* EXERCISE DIRECTIONS: Can you render the material as a Markdown table with the columns "Row" and "Line," starting at the line with "Target: hillside neighborhood" and running up to and including the last line of the material? Leave out blank lines and the pictures.

* DATASET EXCERPTS:
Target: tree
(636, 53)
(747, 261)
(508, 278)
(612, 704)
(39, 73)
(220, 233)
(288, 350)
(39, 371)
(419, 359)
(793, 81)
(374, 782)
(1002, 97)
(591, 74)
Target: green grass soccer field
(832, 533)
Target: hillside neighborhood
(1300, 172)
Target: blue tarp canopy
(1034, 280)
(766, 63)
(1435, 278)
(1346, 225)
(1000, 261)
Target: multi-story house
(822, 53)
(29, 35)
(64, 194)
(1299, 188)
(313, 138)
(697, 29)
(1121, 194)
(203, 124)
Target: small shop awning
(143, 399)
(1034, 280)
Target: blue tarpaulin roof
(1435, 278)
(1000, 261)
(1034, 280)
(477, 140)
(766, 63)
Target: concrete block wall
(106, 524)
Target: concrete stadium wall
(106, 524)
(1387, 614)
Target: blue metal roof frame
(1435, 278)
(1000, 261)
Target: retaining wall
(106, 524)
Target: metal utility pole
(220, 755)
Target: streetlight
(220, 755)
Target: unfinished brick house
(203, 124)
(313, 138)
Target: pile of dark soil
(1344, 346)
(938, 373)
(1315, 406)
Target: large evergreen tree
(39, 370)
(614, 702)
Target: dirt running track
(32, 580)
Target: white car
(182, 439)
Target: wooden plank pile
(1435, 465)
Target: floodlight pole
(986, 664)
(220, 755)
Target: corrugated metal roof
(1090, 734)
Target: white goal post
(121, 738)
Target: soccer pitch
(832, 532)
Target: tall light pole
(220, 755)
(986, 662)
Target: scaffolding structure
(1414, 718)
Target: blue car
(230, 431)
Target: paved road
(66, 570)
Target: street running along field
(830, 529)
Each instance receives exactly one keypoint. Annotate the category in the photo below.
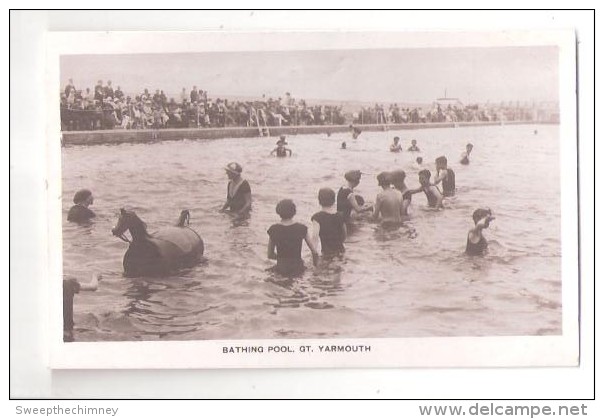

* WORKED ANSWER:
| Row | Line |
|---|---|
| 1 | Target: hillside neighborhood |
| 2 | (1300, 172) |
| 3 | Target: blue tarp canopy |
| 4 | (1034, 280) |
| 5 | (766, 63) |
| 6 | (1435, 278) |
| 7 | (1346, 225) |
| 8 | (1000, 261) |
| 9 | Target: multi-story house |
| 10 | (822, 53) |
| 11 | (29, 35) |
| 12 | (64, 194) |
| 13 | (1299, 188) |
| 14 | (313, 138) |
| 15 | (697, 29) |
| 16 | (1121, 194) |
| 17 | (203, 124) |
| 18 | Target: small shop awning |
| 19 | (143, 399) |
| 20 | (1034, 280) |
| 21 | Target: blue tarpaulin roof |
| 22 | (1435, 278) |
| 23 | (1000, 261) |
| 24 | (1034, 280) |
| 25 | (477, 140) |
| 26 | (766, 63) |
| 27 | Target: concrete block wall |
| 28 | (106, 524) |
| 29 | Target: concrete stadium wall |
| 30 | (106, 524) |
| 31 | (1387, 614) |
| 32 | Target: blue metal roof frame |
| 33 | (1435, 278) |
| 34 | (1000, 261) |
| 35 | Target: retaining wall |
| 36 | (106, 524) |
| 37 | Target: metal utility pole |
| 38 | (220, 755) |
| 39 | Target: streetlight |
| 40 | (220, 755) |
| 41 | Target: unfinished brick house |
| 42 | (203, 124) |
| 43 | (313, 138) |
| 44 | Target: pile of dark soil |
| 45 | (1344, 346) |
| 46 | (938, 373) |
| 47 | (1315, 406) |
| 48 | Target: large evergreen tree |
| 49 | (39, 370) |
| 50 | (614, 702) |
| 51 | Target: dirt running track |
| 52 | (32, 580) |
| 53 | Target: white car |
| 54 | (182, 439) |
| 55 | Target: wooden plank pile |
| 56 | (1435, 465) |
| 57 | Target: floodlight pole |
| 58 | (986, 664) |
| 59 | (220, 755) |
| 60 | Target: corrugated metal roof |
| 61 | (1090, 734) |
| 62 | Target: white goal post |
| 63 | (121, 738) |
| 64 | Target: soccer pitch |
| 65 | (832, 532) |
| 66 | Target: tall light pole |
| 67 | (220, 755) |
| 68 | (986, 662) |
| 69 | Target: scaffolding structure |
| 70 | (1414, 718) |
| 71 | Target: blue car |
| 72 | (230, 431) |
| 73 | Target: paved road |
| 74 | (66, 570) |
| 75 | Target: street running along field |
| 76 | (830, 529) |
| 77 | Each instance receives exactly one keypoint. Annotate the category in the photo below. |